# Istruzioni di lavoro
a - Riformuli in forma più breve il paragrafo del testo sul rendiconto finanziario che inizia con «Prima si è descritto», mantenendone i fatti principali.
b - Estenda il testo sul rendiconto finanziario proseguendo dopo la sua ultima frase.

# Estratto del documento
Questa è la situazione di totale fallimento perché non solo non si produce cassa a livello operativo ma il flusso di cassa totale è ulteriormente in peggioramento, perché nello stesso tempo operiamo degli investimenti e rimborsiamo quote di debito, soci od altri soggetti, senza cercare di limitare i danni, senza compensare le aree di cash burning con quelle di cash generation (come si è descritto prima), utilizzando anche aree che storicamente e tipicamente non sono predisposte a quel tipo di azione ma lo si fa per migliorare anche solo temporaneamente la disponibilità di cassa.

Il business è in serio pericolo e prima di arrivare a ciò bisognerebbe da subito monitorare i flussi di cassa e pianificare al meglio le entrate/uscite a consuntivo e prospettiche, partendo dall’area operativa che rappresenta la proxy di ogni business model e di ogni rendiconto finanziario.

Il rendiconto finanziario: valutazioni (indici e misure).

Prima si è descritto circa la composizione delle varie aree del rendiconto, soffermandoci sull’interpretazione dei valori, considerando anche la relazione/rapporto intercorrente tra di esse. Già quegli aspetti risultano una prima descrizione di indici o rapporti, ma semplici indici di composizione, in quanto prendono in considerazione i risultati intermedi o parziali del rendiconto finanziario stesso. Ora parleremo di veri e propri quozienti, costruiti considerando anche grandezze estranee al rendiconto: la valutazione in senso puro del rendiconto finanziario.

Il primo indice è definito come una sorta di ROS monetario, è l’indice di monetizzazione delle vendite. Viene calcolato come segue:

cash flow gestione operativa (caratteristica) / vendite

In senso pratico, ci dice quanta cassa sono in grado di produrre le vendite, quanto rendono in termini monetari le vendite. Più alto è l’indice, meglio è e chiaramente deve essere positivo altrimenti si brucia cassa a livello operativo e la redditività monetaria è inesistente (il numeratore in quel caso è minore di zero).

# Record estratti
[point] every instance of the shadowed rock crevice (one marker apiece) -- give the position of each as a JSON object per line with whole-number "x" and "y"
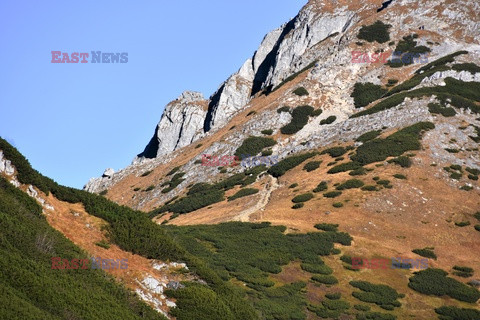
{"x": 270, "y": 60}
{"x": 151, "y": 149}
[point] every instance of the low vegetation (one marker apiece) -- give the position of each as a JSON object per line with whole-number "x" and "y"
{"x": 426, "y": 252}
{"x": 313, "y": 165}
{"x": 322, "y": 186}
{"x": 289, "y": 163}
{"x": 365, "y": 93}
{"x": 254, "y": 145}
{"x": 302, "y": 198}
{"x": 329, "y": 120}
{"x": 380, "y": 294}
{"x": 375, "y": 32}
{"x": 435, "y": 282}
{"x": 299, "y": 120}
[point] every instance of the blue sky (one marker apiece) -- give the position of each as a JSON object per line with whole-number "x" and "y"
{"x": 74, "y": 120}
--
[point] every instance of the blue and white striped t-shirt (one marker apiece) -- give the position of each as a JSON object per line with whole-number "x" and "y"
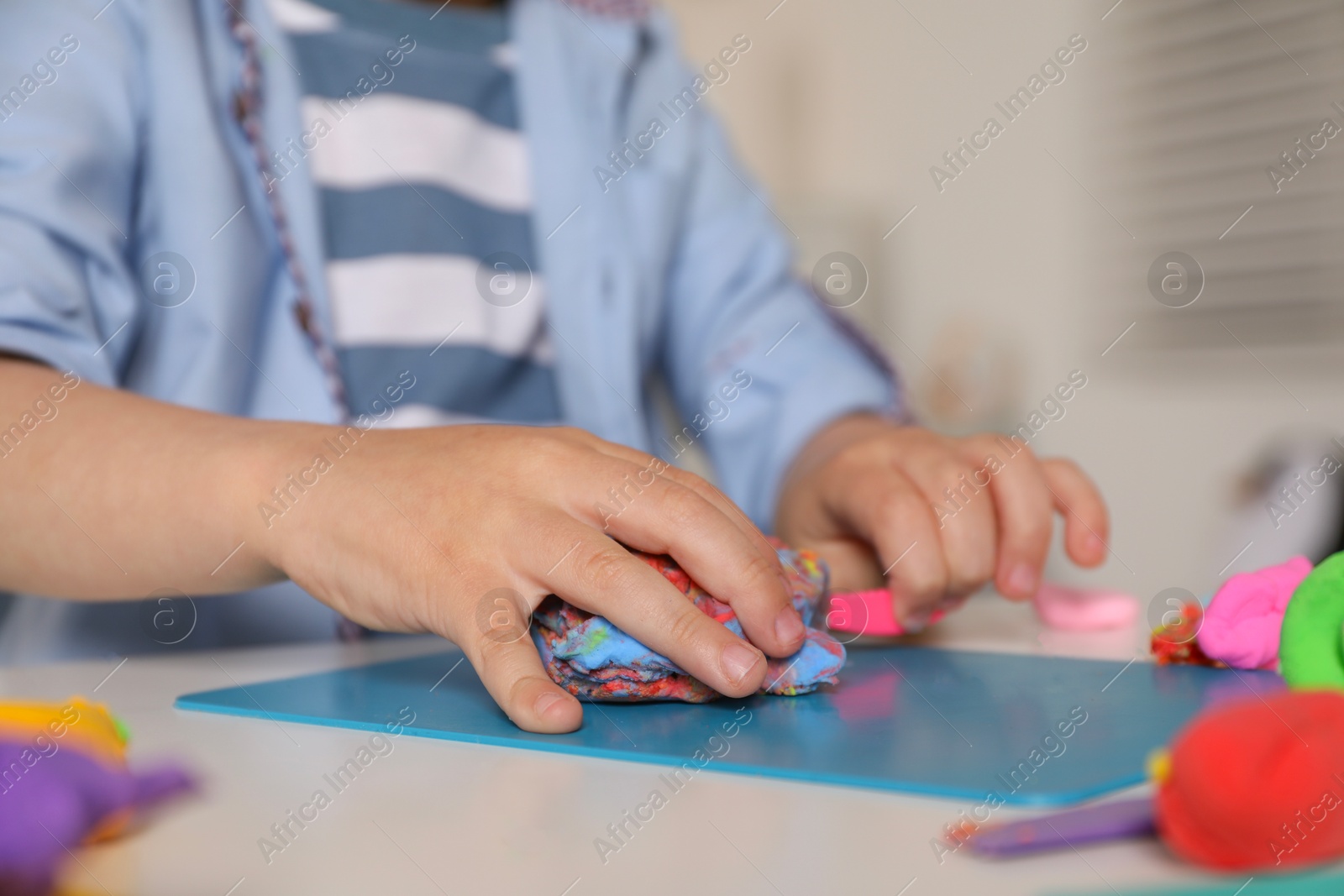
---
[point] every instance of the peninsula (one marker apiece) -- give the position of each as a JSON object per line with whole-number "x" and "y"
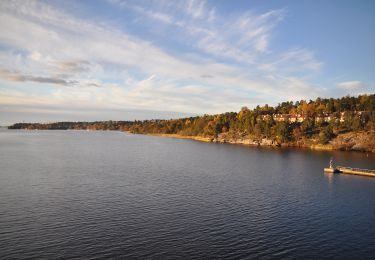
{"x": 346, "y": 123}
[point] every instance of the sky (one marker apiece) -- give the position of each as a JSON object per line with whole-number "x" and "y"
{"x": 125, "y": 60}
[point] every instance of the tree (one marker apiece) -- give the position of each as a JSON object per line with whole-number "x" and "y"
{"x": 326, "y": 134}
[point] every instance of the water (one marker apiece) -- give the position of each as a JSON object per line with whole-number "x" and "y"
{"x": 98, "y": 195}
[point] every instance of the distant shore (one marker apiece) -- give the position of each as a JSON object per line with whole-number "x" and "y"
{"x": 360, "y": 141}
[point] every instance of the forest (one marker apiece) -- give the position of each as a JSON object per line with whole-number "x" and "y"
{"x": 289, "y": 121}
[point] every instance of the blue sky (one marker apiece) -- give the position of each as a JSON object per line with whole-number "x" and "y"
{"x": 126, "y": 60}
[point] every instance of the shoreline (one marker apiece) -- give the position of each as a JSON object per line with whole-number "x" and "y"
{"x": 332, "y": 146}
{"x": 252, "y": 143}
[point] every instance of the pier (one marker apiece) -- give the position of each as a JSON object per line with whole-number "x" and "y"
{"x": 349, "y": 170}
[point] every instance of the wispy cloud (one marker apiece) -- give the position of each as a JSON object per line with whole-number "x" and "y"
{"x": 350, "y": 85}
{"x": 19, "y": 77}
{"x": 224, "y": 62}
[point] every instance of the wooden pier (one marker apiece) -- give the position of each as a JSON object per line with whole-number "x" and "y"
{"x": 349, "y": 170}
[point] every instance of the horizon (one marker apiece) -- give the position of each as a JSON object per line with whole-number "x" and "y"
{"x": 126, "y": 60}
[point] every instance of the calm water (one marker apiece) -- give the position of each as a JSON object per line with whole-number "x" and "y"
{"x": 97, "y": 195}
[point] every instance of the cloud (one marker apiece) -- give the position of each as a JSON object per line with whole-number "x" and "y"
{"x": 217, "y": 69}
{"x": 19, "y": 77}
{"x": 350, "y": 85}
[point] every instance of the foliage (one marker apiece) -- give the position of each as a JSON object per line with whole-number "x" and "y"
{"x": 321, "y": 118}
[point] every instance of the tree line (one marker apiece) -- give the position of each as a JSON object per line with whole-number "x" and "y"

# Risposte in sequenza
a - In precedenza sono state descritte la composizione delle aree del rendiconto e le relazioni tra di esse. Quegli aspetti costituiscono già degli indici, ma soltanto di composizione, perché si basano sui risultati intermedi o parziali del rendiconto stesso. Ora si passa a veri e propri quozienti, costruiti anche con grandezze estranee al rendiconto, per una valutazione in senso puro del rendiconto finanziario.

b -
Un altro indice molto utile è l’indice di liquidità del reddito operativo, il quale è calcolato come:

cash flow gestione operativa (caratteristica) / reddito operativo (caratteristico)

Diversamente dal precedente, non sta ad indicare una redditività od il quantum ma descrive la qualità monetaria del reddito operativo, la sua capacità di convertirsi in moneta. Ci possono essere quattro casi:

  • Reddito operativo > 0 ed indice > 0 (giudizio positivo): l’azienda non solo produce reddito operativo positivo (aspetto reddituale) ma produce anche un flusso di cassa positivo da gestione operativa (aspetto finanziario/monetario) ; più è alto il valore dell’indice più il business è buono, profittevole e produce cassa;
    • Reddito operativo > 0 ed indice < 0 (giudizio negativo): l’azienda ha un reddito operativo positivo tuttavia il ciclo monetario non è buono, non si generano flussi di cassa;
  • Reddito operativo < 0 ed indice > 0 (giudizio negativo): i risultati reddituali negativi determinano un fabbisogno di liquidità infatti la gestione operativa brucia cassa;
  • Reddito operativo < 0 ed indice < 0 (giudizio positivo): nonostante i risultati reddituali non soddisfacenti, l’azienda è in grado di produrre un flusso positivo di liquidità.

Quando l’indice è negativo è perché ci sono delle divergenze tra la dinamica reddituale e la dinamica finanziaria. Di fatto le due dimensioni dovrebbero essere correlate ed andare sempre di pari passo, anche se non è sempre così e non sempre è scontato. Per capire meglio le cause od i fattori, è utile scomporre l’indice citato nelle sue due componenti, ovvero:

[(flusso circolante gestione caratteristica)/(reddito operativo)]x[(cash flow gestione operativa)/(flusso circolante gestione caratteristica)]

Il primo rapporto della formula precedente è l’indice di autofinanziamento, misura la capacità di accrescere il capitale di finanziamento dell’azienda senza ricorrere a fonti esterne.

Anche in questo caso, il giudizio è legato al valore assunto dal denominatore: se il reddito operativo è positivo, quanto più alto è l’indice, meglio è (preferibilmente maggiore all’unità) ; se il reddito operativo è negativo, quanto più l’indice assume un valore inferiore all’unità, meglio è (o ancor meglio indice con segno negativo perché in quel caso l’azienda redditualmente ha tanti ammortamenti/investimenti che portano ad un reddito operativo negativo però ciò non incide sul circolante, che è positivo e produce cassa).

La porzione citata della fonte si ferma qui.